#### What the exercise asks:
Take the entries below and retype them exactly.

[Natural language region descriptions]
========================================================================

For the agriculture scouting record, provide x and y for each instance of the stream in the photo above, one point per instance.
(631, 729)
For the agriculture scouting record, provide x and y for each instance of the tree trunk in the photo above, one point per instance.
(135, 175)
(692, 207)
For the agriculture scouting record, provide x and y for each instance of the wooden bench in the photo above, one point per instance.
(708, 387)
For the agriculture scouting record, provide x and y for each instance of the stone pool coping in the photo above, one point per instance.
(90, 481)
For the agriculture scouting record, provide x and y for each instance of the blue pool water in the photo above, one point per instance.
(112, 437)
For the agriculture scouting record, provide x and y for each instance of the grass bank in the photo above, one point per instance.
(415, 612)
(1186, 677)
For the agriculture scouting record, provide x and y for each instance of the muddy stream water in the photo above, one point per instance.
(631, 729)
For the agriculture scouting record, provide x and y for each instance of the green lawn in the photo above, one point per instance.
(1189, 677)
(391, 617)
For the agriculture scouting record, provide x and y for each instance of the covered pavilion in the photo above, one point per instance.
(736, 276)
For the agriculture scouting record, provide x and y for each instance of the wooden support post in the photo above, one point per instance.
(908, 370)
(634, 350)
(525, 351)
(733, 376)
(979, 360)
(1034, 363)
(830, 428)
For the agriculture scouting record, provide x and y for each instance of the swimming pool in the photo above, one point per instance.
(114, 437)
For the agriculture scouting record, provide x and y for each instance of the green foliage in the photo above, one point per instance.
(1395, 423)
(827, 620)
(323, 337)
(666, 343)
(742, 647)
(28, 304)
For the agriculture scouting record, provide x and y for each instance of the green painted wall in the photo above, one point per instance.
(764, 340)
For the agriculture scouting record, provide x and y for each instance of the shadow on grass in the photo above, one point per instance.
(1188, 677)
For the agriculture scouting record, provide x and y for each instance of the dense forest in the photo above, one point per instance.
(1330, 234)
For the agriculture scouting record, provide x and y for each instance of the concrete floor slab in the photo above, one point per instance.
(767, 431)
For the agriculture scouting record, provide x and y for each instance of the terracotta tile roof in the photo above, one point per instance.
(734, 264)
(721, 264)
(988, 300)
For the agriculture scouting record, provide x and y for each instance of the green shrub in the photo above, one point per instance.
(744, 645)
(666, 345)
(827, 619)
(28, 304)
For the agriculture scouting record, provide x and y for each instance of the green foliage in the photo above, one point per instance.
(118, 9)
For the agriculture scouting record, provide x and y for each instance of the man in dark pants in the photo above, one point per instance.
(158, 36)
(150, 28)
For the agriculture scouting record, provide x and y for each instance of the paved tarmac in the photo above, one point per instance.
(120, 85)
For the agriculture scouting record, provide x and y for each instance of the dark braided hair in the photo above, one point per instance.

========================================================================

#### Solution:
For the agriculture scouting record, provide x and y for each instance of the stream in the photo above, one point per instance.
(631, 729)
For the agriculture scouting record, provide x and y for each instance of the tree trunk in the photo above, one point per instance.
(135, 175)
(692, 207)
For the agriculture scouting record, provide x and y for each instance of the wooden bench in the photo above, one point per instance.
(708, 387)
For the agriculture scouting record, provide x and y for each instance of the stone pool coping in the photo above, one point per instance.
(90, 481)
For the agriculture scouting record, provide x and y for each instance of the blue pool water in the photo above, one point per instance.
(112, 437)
For the agriculture scouting record, provide x and y for each instance of the grass bank in the photo above, one point per instance.
(415, 612)
(1186, 677)
For the agriculture scouting record, provide x and y for each instance of the muddy stream water in the photo above, one point per instance.
(631, 729)
For the agriculture scouting record, provide x and y for each instance of the green lawn in the photo above, one point per instance.
(1189, 677)
(391, 617)
For the agriculture scouting record, provide x and y for each instance of the covered pavilion in the photo above, one point per instance.
(736, 276)
For the agriculture scouting record, provide x and y for each instance of the wooden support post in the photo above, one point per instance.
(908, 370)
(634, 350)
(525, 351)
(733, 376)
(979, 360)
(1034, 363)
(830, 428)
For the agriculture scouting record, provide x and y for each instance of the swimming pool in the photo above, one point per instance.
(114, 437)
For the agriculture scouting record, provide x and y for each instance of the green foliage in the photo above, one point per instance.
(1395, 423)
(827, 620)
(323, 337)
(666, 343)
(742, 647)
(28, 304)
For the agriculture scouting record, provide x and y for each instance of the green painted wall in the photo above, one point per instance.
(764, 340)
For the agriculture scouting record, provide x and y for each instance of the shadow on grass in the photo above, one point per instance.
(1188, 677)
For the agriculture scouting record, provide x and y for each instance of the dense forest in the photo above, one point per instance.
(1330, 234)
For the agriculture scouting record, provide x and y for each instance of the concrete floor slab in the photo above, one point per instance.
(767, 431)
For the agriculture scouting record, provide x and y for each instance of the terracotta tile roof in the photo above, one point per instance.
(734, 264)
(721, 264)
(988, 300)
For the agriculture scouting record, provide x and y for each instance of the green shrub in the photo above, one point per instance.
(744, 645)
(666, 345)
(827, 619)
(28, 304)
For the agriculture scouting record, provide x and y for each instance of the green foliage in the photo above, one point per instance.
(118, 9)
For the agriculture scouting record, provide x and y for each instance of the man in dark pants in the photo above, one point per instance.
(158, 36)
(150, 28)
For the agriculture scouting record, provide x and y for each instance of the paved tarmac in the photo above, one point per instance.
(120, 85)
For the agriculture scouting record, provide x and y for each instance of the dark braided hair in the photo above, one point per instance.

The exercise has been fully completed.